Turn every line of the records below into a JSON list of strings, with one string for each line and no blank lines.

Data listing
<<<<

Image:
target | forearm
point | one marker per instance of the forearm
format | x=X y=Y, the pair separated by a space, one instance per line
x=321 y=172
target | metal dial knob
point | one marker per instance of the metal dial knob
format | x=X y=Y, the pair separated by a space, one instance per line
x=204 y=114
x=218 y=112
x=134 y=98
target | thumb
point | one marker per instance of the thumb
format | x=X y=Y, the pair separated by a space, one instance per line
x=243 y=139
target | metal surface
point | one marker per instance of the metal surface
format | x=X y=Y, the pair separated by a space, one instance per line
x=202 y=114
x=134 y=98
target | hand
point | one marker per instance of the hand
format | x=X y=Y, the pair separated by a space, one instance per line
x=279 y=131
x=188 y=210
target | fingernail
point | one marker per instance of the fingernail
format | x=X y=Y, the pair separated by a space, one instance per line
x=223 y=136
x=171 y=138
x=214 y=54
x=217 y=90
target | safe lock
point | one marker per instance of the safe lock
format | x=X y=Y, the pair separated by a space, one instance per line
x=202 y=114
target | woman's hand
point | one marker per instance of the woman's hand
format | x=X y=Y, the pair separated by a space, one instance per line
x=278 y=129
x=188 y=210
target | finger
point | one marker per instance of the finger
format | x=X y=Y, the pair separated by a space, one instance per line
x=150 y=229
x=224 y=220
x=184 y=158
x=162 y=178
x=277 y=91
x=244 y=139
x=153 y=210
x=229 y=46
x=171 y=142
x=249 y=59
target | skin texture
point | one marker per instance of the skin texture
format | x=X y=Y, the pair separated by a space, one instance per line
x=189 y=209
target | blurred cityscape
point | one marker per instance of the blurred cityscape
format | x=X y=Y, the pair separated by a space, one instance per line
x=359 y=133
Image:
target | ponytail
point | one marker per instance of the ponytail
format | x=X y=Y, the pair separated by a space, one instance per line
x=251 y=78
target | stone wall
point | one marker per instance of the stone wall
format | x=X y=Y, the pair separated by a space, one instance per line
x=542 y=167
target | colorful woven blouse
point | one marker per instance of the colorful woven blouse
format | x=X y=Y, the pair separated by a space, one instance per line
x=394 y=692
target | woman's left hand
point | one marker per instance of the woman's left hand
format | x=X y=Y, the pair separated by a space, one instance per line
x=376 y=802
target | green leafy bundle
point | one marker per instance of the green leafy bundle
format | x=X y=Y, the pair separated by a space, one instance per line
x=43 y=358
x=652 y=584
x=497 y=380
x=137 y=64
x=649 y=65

>>>>

Solution for this problem
[
  "Image:",
  "target | forearm",
  "point | one marker per instance of the forearm",
  "format | x=X y=Y, the pair separated by a space, one instance per line",
  "x=321 y=172",
  "target | metal dial knob",
  "point | one marker per instance of the metal dial knob",
  "format | x=X y=Y, the pair separated by a space, one instance per line",
  "x=204 y=114",
  "x=218 y=112",
  "x=134 y=98",
  "target | thumb",
  "point | one marker per instance of the thumb",
  "format | x=X y=Y, the pair separated by a space, one instance per line",
  "x=243 y=139",
  "target | metal surface",
  "point | one marker per instance of the metal surface",
  "format | x=X y=Y, the pair separated by a space, one instance per line",
  "x=202 y=114",
  "x=134 y=98",
  "target | hand",
  "point | one marker per instance of the hand",
  "format | x=X y=Y, the pair separated by a space, one instance per line",
  "x=279 y=131",
  "x=188 y=210",
  "target | fingernail",
  "point | one marker per instance of the fingernail",
  "format | x=X y=Y, the pair separated by a space, one instance per line",
  "x=223 y=136",
  "x=171 y=138",
  "x=214 y=54",
  "x=217 y=90",
  "target | safe lock",
  "point | one marker per instance of the safe lock",
  "format | x=X y=Y, the pair separated by a space, one instance per line",
  "x=202 y=114",
  "target | woman's hand",
  "point | one marker per instance of the woman's hand",
  "format | x=X y=Y, the pair separated by a space, one instance per line",
  "x=278 y=129",
  "x=188 y=210",
  "target | finger",
  "point | one marker per instance of the finger",
  "format | x=X y=Y, the pair separated by a space, one instance per line",
  "x=150 y=229",
  "x=224 y=220",
  "x=184 y=158",
  "x=162 y=178",
  "x=277 y=91",
  "x=244 y=139",
  "x=153 y=210",
  "x=229 y=46",
  "x=171 y=142",
  "x=249 y=59",
  "target | skin texture",
  "point | one marker per instance of the skin texture",
  "format | x=X y=Y, the pair separated by a space, one instance per line",
  "x=189 y=209",
  "target | blurred cityscape",
  "point | one marker per instance of the blurred cityscape",
  "format | x=X y=Y, the pair separated by a space, one instance per line",
  "x=359 y=133",
  "Image:",
  "target | ponytail",
  "point | one marker per instance of the ponytail",
  "format | x=X y=Y, the pair separated by a space, one instance per line",
  "x=251 y=78",
  "target | stone wall",
  "point | one marker per instance of the stone wall",
  "format | x=X y=Y, the pair separated by a space, one instance per line",
  "x=542 y=167",
  "target | colorful woven blouse",
  "point | one marker per instance of the colorful woven blouse",
  "format | x=X y=Y, the pair separated by a space, one instance per line",
  "x=394 y=692",
  "target | woman's left hand",
  "point | one marker per instance of the woman's left hand",
  "format | x=X y=Y, the pair separated by a space, one instance per line",
  "x=376 y=802",
  "target | green leafy bundle",
  "point | one marker per instance of the green leafy bundle",
  "format | x=X y=Y, the pair separated by a space, one instance per line",
  "x=43 y=358",
  "x=652 y=584",
  "x=497 y=380",
  "x=137 y=64",
  "x=649 y=65"
]